# [What you need to do]
Please copy the rows from the line with "Return one point per instance of the dark" through the end of the rows, swapping "grass verge" for "roadside grass" and changing nothing else. Leave out the pictures.

[Point annotation dataset rows]
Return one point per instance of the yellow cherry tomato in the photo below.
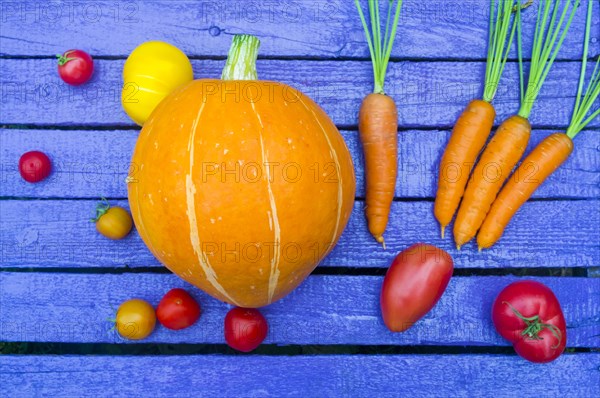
(113, 222)
(135, 319)
(152, 71)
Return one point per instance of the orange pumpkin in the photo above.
(241, 186)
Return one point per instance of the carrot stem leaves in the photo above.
(546, 45)
(379, 49)
(498, 45)
(584, 105)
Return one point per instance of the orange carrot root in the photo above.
(378, 126)
(470, 133)
(497, 161)
(533, 171)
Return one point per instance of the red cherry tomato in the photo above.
(528, 314)
(75, 67)
(178, 310)
(413, 285)
(34, 166)
(245, 329)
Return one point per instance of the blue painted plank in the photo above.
(89, 163)
(58, 233)
(431, 29)
(428, 94)
(54, 307)
(573, 375)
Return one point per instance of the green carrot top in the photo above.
(584, 105)
(380, 51)
(547, 42)
(498, 45)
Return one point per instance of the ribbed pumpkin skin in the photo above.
(241, 198)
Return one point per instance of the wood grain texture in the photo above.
(58, 233)
(89, 163)
(51, 307)
(428, 94)
(306, 376)
(291, 28)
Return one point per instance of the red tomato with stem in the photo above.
(528, 314)
(245, 329)
(34, 166)
(75, 67)
(178, 310)
(413, 285)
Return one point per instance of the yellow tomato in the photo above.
(113, 222)
(135, 319)
(152, 71)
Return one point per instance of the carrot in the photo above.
(474, 125)
(510, 141)
(552, 152)
(378, 132)
(544, 159)
(378, 121)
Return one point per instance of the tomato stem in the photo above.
(241, 61)
(101, 209)
(63, 59)
(534, 326)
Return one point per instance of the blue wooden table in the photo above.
(60, 280)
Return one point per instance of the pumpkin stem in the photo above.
(241, 61)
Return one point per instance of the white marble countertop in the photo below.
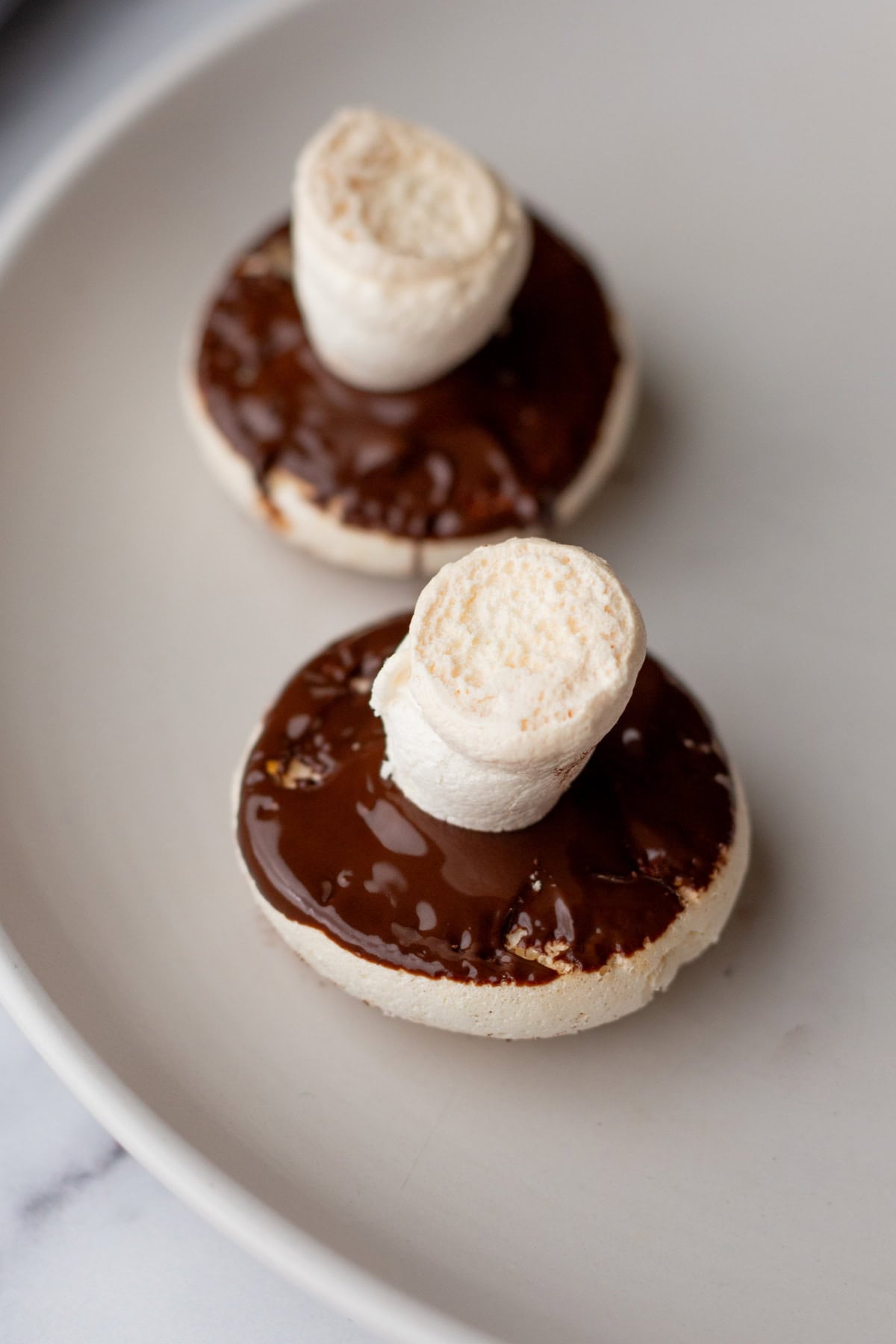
(92, 1248)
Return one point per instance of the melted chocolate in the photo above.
(488, 447)
(332, 844)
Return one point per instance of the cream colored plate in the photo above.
(719, 1167)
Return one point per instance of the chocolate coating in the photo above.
(487, 447)
(332, 844)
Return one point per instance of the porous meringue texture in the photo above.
(520, 658)
(408, 250)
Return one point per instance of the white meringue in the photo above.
(520, 658)
(408, 250)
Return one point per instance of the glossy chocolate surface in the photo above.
(332, 844)
(488, 447)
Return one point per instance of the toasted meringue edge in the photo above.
(289, 510)
(574, 1001)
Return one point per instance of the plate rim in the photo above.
(222, 1201)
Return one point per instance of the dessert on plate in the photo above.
(497, 815)
(414, 364)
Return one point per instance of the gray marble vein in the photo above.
(92, 1248)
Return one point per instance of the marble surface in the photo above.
(92, 1248)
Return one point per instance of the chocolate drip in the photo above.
(329, 843)
(488, 447)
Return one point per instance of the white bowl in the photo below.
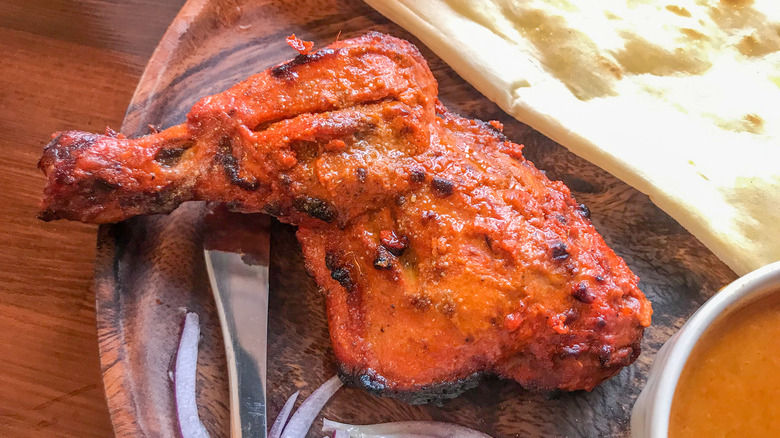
(650, 416)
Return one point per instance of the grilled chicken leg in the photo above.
(443, 253)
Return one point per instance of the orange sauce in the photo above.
(730, 385)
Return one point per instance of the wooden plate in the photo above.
(151, 268)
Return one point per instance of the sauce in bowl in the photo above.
(730, 385)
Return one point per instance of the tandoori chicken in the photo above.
(443, 253)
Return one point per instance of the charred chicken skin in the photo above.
(443, 253)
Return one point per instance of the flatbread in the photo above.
(680, 99)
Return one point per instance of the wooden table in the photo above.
(64, 64)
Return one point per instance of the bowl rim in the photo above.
(739, 293)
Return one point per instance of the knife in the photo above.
(239, 281)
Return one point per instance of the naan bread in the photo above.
(680, 99)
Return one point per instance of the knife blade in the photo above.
(239, 282)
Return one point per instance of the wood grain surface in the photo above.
(151, 269)
(74, 65)
(63, 65)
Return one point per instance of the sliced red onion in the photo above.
(184, 380)
(303, 418)
(284, 414)
(404, 429)
(341, 434)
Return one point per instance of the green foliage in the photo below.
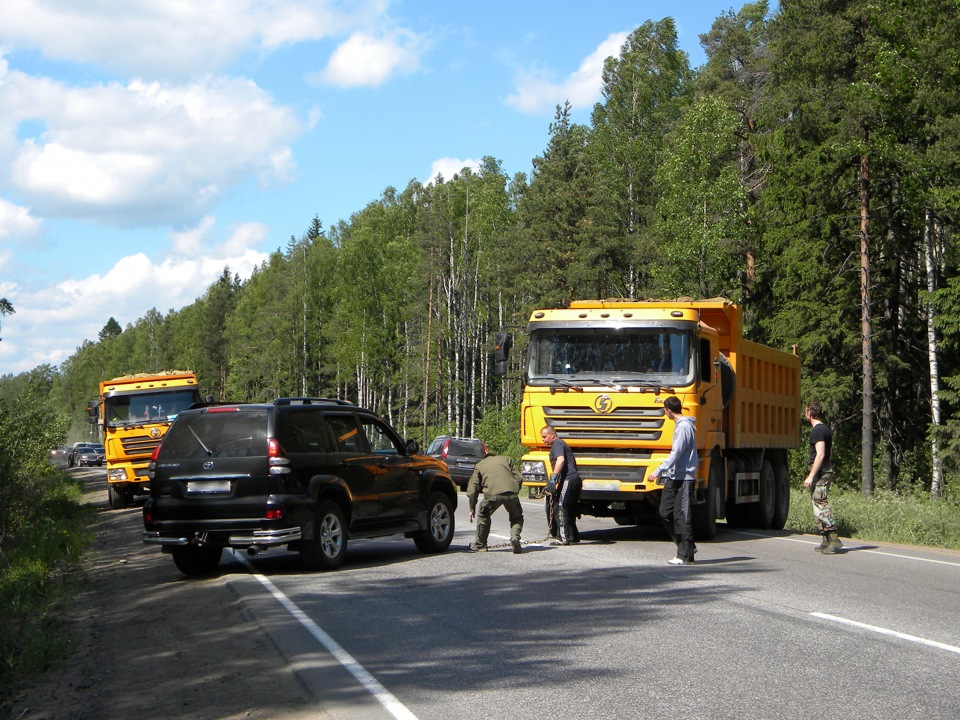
(700, 215)
(42, 539)
(500, 431)
(910, 519)
(28, 429)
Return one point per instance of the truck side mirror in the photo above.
(501, 353)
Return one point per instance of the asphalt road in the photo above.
(761, 627)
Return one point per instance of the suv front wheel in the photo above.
(440, 525)
(328, 548)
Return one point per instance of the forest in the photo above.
(809, 170)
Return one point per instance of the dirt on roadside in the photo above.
(153, 644)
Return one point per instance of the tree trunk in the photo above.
(936, 480)
(866, 329)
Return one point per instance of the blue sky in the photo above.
(145, 145)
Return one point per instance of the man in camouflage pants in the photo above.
(820, 477)
(499, 482)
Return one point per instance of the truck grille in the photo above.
(622, 424)
(139, 445)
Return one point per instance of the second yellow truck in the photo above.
(599, 370)
(134, 412)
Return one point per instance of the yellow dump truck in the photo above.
(599, 371)
(134, 412)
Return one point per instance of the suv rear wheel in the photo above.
(197, 561)
(328, 548)
(440, 525)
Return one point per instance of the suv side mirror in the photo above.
(501, 353)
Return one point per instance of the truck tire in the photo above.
(116, 497)
(735, 514)
(197, 561)
(782, 508)
(440, 525)
(762, 512)
(328, 547)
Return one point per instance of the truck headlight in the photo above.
(533, 467)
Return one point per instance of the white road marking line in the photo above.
(885, 631)
(389, 702)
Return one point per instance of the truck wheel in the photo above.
(782, 508)
(734, 512)
(197, 561)
(440, 525)
(328, 548)
(116, 497)
(763, 511)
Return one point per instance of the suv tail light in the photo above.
(277, 461)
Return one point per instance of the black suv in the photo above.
(306, 473)
(460, 454)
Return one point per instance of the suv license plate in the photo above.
(208, 486)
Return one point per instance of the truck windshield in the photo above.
(625, 356)
(145, 407)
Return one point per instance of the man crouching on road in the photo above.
(499, 482)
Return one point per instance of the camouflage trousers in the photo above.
(821, 508)
(489, 505)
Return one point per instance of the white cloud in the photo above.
(16, 223)
(51, 322)
(448, 167)
(536, 93)
(141, 153)
(171, 39)
(365, 60)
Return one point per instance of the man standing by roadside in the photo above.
(820, 477)
(563, 466)
(499, 482)
(680, 470)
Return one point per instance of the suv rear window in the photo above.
(465, 449)
(213, 435)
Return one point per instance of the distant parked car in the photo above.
(87, 457)
(75, 448)
(460, 454)
(58, 456)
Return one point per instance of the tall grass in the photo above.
(912, 519)
(39, 574)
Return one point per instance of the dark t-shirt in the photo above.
(569, 470)
(820, 432)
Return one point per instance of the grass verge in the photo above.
(884, 517)
(40, 571)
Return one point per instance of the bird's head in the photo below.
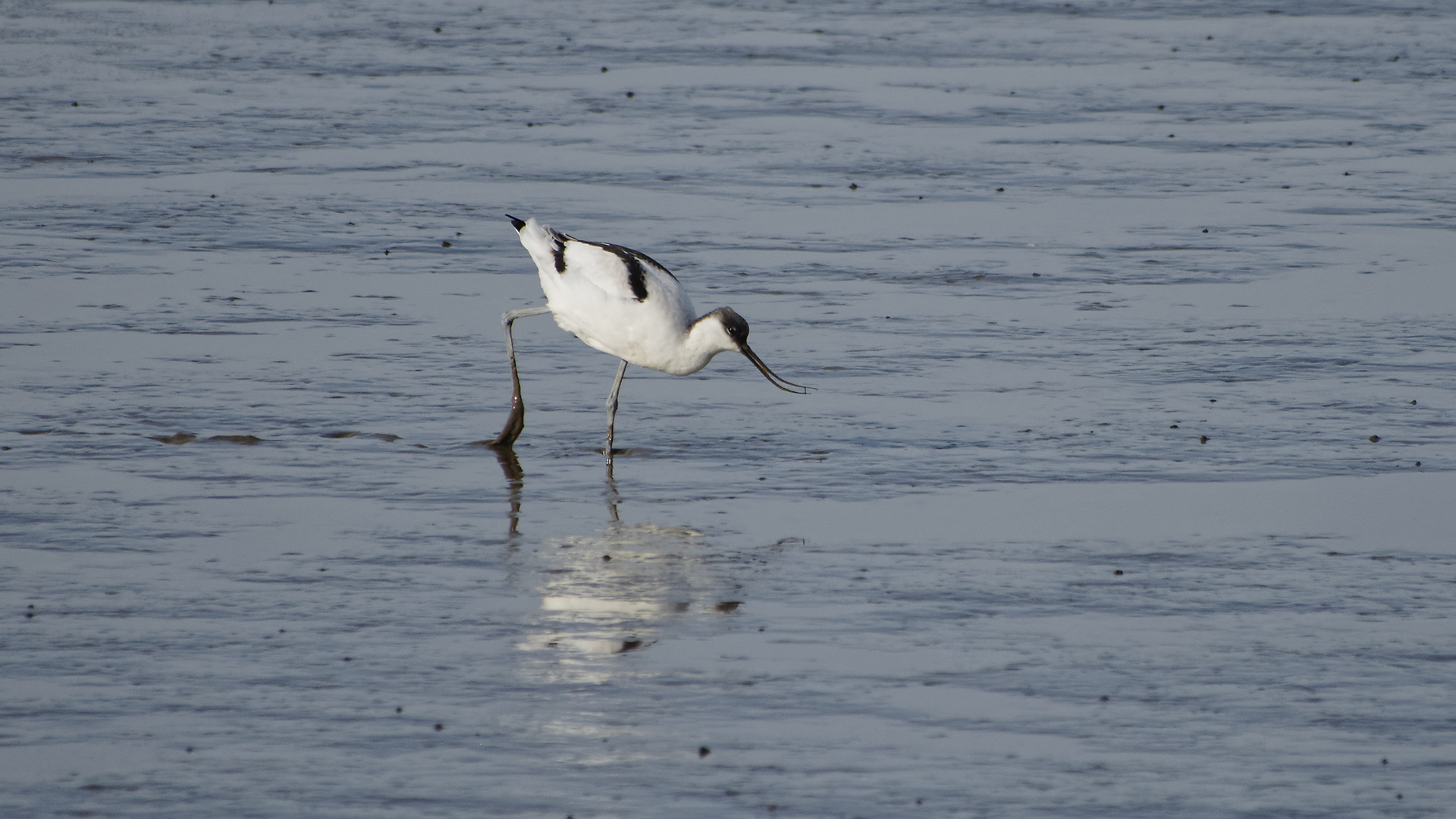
(734, 335)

# [Correct answer]
Return one point per instance of the dark t-shirt in the photo above.
(569, 470)
(820, 432)
Return one point per instance of the roadside grass in the photo above.
(884, 517)
(40, 571)
Return one point per instance of the bird's head in the photo below.
(734, 335)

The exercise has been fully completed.